Finally, a fit check was performed to ensure the mechanical compatibility of the prototype with the commercial CubeSat frame (Figure 10b). The total measured mass of 79.2 g (Figure 10a), broken down by components, is represented in Figure 10c. From the point of view of the mass, the design can be considered effective, since the batteries make up 45% of the total mass. The outer PCB and the inner PCB, that make up 21% and 19% of the total mass, respectively, should also be considered as part of the structure, since they contribute in some measure to the overall rigidity of the tile.

4. Embedded Battery Tile Modal Testing

The experimental modal analysis of the embedded battery tile prototype is evidently challenging for the small dimensions (Figure 6 and Figure 8) and mass of the system (Figure 10), with the inner skin weighing only 3.0 g. It has been performed to verify the suitability of the components’ manufacturing processes and of the assembly sequence (Section 3.2). In addition, the compatibility with several launch vehicles has been verified [26,27,28].

Section 4.1 outlines what motivated the choice of the experimental setup and describes it in detail, and Section 4.2 describes the search for adequate locations on the samples for actuators, which proved to be a critical aspect. Section 4.3 describes the established experimental procedure, and finally, Section 4.4 illustrates the main results.

4.1. Experimental Setup

The excitation of the structural samples must not alter the dynamics of the sample itself. For this reason, a careful selection of the excitation method has been made [29] (pp. 174–194). Miniaturized piezoelectric actuators were chosen thanks to their low mass and the consequent low level of interference. A scanning laservibrometer was chosen as a transducer, totally avoiding any contact with the sample. The complete setup is shown in Figure 11.

A schematic of the setup is shown in Figure 11a. The piezoelectric actuator is a custom-made PI Ceramic PRYY+0412. It has an outer diameter of 10 mm, a thickness of 0.2 mm, and silver electrodes (Figure 11b). The actuator’s active material is a PIC255 ceramic piezoelectric material that belongs to the family of lead zirconate titanate (PZT). The first resonance frequency of the piezoelectric actuators is well above the expected frequency range of interest of the targets. The actuators were glued at room temperature to the targets with a cyanoacrylate commercial glue. To avoid any interference due to uncertainties in the boundary conditions, the target is suspended with a fixing system to the testing frame to obtain a condition that is as close as possible to the perfectly free condition (Figure 11c).

The testing frame’s first resonance frequency is outside of the expected frequency range of interest of the targets. The testing frame firmly clamped on the working table. The laservibrometer is a Polytec PSV500 scanning vibrometer (Figure 11d). The scanning head generates a laser beam whose wavelength is 633 nm and is mounted on a tripod. The tripod has been positioned to have a horizontal laser beam that hits the target. The front end is connected to a laptop and allows the setting of the experiment parameters and the postprocessing of the results.

Various components and configurations for the fixing system have been tested. Commercial rubber bands, cable ties, and tailor’s treads were employed. Figure 11c and Figure 12 depict the final configurations for each target. The fixing system was not employed for the CFRP skins due to their reduced mass (3.3 g for the outer skin and 3.0 for the inner skin, as shown in Figure 12a). The constraint is given by the electrical cables of the piezoelectric actuator. The tailor’s tread was selected for the experimental setup of PCBs (Figure 12b) and of the entire tile. In these cases, the soldering between the electrical cables and the piezoelectric actuator could not withstand the mass of the samples. Cable ties and rubber bands were chosen for the aluminum panel (Figure 11c).

§ Input data
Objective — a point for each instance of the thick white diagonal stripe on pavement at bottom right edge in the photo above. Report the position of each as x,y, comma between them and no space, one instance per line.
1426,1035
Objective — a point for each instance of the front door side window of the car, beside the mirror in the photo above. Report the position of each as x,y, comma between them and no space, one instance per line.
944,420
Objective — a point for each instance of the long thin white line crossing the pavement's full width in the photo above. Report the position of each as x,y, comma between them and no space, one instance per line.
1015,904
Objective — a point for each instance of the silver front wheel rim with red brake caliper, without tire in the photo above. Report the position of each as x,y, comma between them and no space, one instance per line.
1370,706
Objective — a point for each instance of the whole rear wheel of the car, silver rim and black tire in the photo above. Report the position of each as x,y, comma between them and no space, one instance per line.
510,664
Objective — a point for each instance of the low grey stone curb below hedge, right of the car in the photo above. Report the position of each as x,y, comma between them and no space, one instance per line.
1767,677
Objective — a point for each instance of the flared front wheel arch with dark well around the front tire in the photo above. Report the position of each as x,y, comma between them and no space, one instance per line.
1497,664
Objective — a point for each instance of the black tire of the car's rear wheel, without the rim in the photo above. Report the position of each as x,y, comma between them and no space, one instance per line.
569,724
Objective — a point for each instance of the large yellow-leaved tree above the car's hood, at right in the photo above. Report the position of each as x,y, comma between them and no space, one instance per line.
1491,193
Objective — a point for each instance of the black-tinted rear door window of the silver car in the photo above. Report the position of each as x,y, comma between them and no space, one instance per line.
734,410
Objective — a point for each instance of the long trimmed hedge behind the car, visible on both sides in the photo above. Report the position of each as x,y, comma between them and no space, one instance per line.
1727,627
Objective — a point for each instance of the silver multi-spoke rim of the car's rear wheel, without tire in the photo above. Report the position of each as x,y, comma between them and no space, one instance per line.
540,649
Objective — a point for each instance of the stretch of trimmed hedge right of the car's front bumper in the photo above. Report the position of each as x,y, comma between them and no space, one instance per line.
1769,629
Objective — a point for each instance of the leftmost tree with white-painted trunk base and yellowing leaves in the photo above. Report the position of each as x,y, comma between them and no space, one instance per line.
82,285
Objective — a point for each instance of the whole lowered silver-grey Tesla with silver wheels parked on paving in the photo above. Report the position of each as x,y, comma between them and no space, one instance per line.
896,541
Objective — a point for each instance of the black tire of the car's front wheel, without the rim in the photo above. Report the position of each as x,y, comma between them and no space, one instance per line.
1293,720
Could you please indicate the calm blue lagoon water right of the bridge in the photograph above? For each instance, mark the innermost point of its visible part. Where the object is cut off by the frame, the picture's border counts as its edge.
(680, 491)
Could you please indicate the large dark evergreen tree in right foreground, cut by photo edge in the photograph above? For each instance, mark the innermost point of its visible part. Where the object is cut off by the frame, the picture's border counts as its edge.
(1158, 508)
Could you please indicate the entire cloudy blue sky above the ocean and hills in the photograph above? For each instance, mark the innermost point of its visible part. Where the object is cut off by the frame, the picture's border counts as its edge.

§ Exercise requirements
[1] List every component the passage on battery tile testing says was tried for the fixing system.
[2] Output, word for word, the part of the battery tile testing passage that opens with the words containing "4.1. Experimental Setup" and closes with "in Figure 11.".

§ Answers for this exercise
[1] Commercial rubber bands, cable ties, and tailor's treads.

[2]
4.1. Experimental Setup

The excitation of the structural samples must not alter the dynamics of the sample itself. For this reason, a careful selection of the excitation method has been made [29] (pp. 174–194). Miniaturized piezoelectric actuators were chosen thanks to their low mass and the consequent low level of interference. A scanning laservibrometer was chosen as a transducer, totally avoiding any contact with the sample. The complete setup is shown in Figure 11.